[Region pointing data]
□ □ □
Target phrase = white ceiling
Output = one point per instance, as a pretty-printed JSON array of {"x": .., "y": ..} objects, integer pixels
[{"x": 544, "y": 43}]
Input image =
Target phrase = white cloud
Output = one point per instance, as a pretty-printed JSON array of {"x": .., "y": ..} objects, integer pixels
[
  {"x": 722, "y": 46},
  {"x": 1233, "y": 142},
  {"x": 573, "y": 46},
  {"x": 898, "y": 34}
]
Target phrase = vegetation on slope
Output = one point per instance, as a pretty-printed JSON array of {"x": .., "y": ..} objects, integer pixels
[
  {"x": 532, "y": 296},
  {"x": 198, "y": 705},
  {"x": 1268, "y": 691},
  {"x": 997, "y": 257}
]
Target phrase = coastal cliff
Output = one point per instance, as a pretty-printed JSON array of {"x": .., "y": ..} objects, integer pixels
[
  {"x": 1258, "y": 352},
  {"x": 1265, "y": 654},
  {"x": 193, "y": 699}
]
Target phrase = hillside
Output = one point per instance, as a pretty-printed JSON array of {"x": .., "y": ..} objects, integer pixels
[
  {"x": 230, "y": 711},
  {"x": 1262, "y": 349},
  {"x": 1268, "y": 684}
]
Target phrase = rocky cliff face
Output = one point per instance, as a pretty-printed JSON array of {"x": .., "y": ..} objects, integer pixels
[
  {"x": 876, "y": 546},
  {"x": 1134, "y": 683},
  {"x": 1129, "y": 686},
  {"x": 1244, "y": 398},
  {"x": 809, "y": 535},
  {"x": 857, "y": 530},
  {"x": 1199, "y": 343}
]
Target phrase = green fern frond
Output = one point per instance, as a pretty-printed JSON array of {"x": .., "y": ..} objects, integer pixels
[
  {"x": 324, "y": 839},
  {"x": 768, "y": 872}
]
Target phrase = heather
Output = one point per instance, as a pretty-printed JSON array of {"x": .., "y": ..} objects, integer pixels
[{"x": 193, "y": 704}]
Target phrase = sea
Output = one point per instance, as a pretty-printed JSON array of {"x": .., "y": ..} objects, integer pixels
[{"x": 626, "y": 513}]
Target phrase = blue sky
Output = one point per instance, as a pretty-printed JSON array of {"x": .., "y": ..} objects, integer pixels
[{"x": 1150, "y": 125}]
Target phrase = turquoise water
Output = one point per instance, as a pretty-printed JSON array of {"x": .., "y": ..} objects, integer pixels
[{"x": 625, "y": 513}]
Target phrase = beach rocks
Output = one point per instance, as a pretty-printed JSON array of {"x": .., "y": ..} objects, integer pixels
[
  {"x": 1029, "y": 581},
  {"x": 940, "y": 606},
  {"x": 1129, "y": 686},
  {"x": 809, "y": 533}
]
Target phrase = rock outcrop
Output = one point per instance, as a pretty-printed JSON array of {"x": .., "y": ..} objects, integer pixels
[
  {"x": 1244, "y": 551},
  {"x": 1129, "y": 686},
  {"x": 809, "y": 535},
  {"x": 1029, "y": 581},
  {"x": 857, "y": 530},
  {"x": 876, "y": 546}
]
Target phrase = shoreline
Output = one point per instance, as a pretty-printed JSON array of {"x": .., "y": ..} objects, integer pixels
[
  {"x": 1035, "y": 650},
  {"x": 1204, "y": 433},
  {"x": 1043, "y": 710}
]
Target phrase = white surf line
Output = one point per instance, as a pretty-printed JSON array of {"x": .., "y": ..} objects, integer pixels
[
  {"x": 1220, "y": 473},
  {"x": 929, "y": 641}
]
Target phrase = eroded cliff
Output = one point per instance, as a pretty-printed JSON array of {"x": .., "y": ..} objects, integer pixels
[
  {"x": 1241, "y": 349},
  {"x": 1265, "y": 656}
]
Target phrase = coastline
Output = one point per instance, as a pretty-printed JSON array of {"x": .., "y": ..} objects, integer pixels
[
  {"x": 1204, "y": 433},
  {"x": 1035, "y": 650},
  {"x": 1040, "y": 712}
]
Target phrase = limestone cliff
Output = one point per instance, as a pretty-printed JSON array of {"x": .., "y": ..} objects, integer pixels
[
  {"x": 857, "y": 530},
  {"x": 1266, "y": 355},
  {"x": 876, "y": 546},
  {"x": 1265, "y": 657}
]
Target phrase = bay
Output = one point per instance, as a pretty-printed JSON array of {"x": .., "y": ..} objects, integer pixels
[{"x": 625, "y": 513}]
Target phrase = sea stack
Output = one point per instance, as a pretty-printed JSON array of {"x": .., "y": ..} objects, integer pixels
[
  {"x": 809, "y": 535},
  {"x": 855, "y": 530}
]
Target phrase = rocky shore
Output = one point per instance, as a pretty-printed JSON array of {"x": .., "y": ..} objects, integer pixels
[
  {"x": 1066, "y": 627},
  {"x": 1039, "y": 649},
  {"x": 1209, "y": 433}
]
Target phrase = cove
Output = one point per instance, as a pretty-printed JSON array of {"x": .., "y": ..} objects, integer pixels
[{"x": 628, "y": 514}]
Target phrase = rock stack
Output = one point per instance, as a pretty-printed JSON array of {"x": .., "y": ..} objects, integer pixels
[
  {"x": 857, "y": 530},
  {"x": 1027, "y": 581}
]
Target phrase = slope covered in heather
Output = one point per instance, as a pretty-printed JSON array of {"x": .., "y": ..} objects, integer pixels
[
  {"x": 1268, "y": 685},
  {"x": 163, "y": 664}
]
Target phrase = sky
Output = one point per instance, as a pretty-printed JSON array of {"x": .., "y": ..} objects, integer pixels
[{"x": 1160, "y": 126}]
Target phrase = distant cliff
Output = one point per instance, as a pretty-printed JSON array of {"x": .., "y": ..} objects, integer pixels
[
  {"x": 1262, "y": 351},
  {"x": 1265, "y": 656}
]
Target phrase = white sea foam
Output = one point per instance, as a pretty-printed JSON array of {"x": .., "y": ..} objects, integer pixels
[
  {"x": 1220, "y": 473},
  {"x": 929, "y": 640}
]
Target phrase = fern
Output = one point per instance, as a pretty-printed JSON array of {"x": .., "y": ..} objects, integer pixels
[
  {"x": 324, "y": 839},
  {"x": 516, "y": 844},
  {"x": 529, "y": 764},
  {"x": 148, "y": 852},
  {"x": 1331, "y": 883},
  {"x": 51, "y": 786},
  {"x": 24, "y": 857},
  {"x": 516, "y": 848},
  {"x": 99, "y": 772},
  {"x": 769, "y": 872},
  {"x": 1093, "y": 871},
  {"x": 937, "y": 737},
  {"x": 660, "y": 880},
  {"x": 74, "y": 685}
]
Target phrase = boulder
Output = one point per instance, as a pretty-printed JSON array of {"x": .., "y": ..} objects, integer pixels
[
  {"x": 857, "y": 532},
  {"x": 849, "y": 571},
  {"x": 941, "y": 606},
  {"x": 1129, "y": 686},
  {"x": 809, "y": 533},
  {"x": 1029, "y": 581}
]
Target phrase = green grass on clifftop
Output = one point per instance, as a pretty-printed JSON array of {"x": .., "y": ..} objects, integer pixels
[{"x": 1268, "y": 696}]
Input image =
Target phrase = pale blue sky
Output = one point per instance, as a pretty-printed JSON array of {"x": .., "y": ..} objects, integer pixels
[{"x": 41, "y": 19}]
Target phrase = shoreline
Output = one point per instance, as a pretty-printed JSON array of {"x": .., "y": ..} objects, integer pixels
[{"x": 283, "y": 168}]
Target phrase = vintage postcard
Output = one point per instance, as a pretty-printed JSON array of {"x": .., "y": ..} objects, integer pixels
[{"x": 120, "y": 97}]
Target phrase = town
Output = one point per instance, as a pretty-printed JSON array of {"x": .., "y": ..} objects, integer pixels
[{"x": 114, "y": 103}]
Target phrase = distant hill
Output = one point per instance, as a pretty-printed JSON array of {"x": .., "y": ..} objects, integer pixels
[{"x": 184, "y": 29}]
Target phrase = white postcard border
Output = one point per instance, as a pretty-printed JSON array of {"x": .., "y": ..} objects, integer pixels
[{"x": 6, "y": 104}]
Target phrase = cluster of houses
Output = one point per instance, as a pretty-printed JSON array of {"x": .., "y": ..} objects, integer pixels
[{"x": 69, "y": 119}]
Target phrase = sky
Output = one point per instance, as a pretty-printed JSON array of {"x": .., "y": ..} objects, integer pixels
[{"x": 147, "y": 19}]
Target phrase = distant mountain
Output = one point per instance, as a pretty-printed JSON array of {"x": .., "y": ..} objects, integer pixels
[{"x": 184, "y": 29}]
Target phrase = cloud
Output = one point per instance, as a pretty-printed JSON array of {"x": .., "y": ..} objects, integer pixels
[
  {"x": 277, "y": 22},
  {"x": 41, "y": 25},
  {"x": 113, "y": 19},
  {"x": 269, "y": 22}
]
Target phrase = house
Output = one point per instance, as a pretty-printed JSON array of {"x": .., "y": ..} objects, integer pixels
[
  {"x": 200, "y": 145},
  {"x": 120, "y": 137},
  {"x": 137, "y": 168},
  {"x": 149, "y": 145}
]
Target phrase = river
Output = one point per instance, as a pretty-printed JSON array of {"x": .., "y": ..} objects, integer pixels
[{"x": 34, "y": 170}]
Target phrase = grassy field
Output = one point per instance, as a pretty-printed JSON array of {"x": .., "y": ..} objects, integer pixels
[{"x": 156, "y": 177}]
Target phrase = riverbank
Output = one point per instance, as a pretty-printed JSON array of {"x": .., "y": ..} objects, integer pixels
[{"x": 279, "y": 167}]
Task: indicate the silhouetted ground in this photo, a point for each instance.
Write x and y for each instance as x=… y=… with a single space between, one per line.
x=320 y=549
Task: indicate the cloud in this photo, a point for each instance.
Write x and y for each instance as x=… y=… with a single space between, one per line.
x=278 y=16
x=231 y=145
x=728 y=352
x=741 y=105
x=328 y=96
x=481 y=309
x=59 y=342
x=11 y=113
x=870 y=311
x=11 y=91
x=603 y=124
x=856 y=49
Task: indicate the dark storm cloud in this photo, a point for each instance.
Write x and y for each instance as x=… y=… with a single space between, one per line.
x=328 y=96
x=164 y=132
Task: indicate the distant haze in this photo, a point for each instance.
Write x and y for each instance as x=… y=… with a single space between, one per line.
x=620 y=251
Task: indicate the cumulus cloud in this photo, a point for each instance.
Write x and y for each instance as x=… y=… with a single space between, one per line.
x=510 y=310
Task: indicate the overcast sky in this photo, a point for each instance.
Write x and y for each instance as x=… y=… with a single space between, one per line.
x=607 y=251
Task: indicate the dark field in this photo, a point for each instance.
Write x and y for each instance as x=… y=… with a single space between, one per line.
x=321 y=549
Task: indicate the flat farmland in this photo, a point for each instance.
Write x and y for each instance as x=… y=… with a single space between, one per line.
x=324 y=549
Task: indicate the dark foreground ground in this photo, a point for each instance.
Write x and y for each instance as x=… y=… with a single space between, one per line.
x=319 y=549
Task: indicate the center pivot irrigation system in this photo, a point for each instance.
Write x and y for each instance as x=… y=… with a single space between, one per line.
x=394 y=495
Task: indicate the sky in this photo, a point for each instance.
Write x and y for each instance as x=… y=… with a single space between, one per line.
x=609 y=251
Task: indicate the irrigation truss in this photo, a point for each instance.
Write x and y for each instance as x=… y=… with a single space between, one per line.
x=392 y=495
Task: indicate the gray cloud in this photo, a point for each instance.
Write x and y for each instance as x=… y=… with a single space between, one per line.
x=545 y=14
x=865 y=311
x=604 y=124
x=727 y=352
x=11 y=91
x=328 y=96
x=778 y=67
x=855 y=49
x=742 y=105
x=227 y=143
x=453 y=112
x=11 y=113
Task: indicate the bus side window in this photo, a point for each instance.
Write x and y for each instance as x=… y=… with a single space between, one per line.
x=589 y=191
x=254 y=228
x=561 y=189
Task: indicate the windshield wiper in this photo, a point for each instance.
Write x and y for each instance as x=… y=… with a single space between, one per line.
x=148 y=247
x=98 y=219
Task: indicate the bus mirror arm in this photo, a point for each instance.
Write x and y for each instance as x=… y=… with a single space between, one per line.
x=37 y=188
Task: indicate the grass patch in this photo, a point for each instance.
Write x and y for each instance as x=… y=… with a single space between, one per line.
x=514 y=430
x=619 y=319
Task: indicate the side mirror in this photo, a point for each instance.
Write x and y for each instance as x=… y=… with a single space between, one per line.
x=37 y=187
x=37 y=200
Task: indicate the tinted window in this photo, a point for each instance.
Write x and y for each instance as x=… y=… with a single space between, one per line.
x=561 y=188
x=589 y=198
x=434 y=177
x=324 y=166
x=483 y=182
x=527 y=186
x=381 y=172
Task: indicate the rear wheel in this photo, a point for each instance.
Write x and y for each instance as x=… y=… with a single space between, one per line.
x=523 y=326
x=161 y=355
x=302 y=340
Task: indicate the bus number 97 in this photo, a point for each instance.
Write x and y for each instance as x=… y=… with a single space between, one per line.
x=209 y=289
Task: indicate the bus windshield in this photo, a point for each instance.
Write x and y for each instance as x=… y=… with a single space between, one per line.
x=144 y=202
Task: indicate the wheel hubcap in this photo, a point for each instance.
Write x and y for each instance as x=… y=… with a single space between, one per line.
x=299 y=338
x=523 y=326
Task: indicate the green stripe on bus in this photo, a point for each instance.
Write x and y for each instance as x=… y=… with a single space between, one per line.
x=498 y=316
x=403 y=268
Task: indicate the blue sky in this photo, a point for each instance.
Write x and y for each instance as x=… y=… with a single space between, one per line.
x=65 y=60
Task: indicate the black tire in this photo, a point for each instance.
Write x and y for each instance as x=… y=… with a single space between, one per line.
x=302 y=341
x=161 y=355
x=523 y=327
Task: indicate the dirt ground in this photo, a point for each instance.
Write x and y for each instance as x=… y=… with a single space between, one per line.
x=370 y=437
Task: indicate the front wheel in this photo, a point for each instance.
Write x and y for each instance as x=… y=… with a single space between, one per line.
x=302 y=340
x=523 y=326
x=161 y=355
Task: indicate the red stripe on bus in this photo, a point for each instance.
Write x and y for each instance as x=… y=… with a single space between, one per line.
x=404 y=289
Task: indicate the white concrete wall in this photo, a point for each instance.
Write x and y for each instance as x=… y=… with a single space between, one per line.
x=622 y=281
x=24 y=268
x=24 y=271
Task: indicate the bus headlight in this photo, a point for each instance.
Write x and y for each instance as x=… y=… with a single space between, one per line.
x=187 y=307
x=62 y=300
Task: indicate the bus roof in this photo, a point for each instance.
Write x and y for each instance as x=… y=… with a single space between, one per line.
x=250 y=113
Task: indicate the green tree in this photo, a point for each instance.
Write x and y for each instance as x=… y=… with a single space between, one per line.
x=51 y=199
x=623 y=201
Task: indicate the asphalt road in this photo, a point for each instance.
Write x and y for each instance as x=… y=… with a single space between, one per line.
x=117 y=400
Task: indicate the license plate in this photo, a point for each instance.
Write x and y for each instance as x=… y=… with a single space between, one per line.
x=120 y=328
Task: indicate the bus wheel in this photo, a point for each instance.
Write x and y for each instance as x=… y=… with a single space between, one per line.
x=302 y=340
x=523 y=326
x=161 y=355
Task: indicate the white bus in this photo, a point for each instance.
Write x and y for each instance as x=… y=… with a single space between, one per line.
□ □ □
## WORK TASK:
Taking the records above, retype every line from the one with "Target phrase = sea stack" down to the one with "Target phrase = rock stack", exactly and with nothing else.

## RESPONSE TO THIS TASK:
Target phrase = sea stack
Output = one point per instance, as a pretty-printed JSON array of {"x": .., "y": ..} objects, integer pixels
[
  {"x": 809, "y": 535},
  {"x": 855, "y": 530}
]
Target phrase = rocky shore
Output = one point per instance, as a pretty-printed JSON array of {"x": .., "y": ..} objects, integer pixels
[
  {"x": 1066, "y": 627},
  {"x": 1039, "y": 649},
  {"x": 1209, "y": 433}
]
Target phrase = cove
Output = one point per instance, as a pretty-printed JSON array of {"x": .., "y": ..} objects, integer pixels
[{"x": 628, "y": 514}]
Target phrase = rock stack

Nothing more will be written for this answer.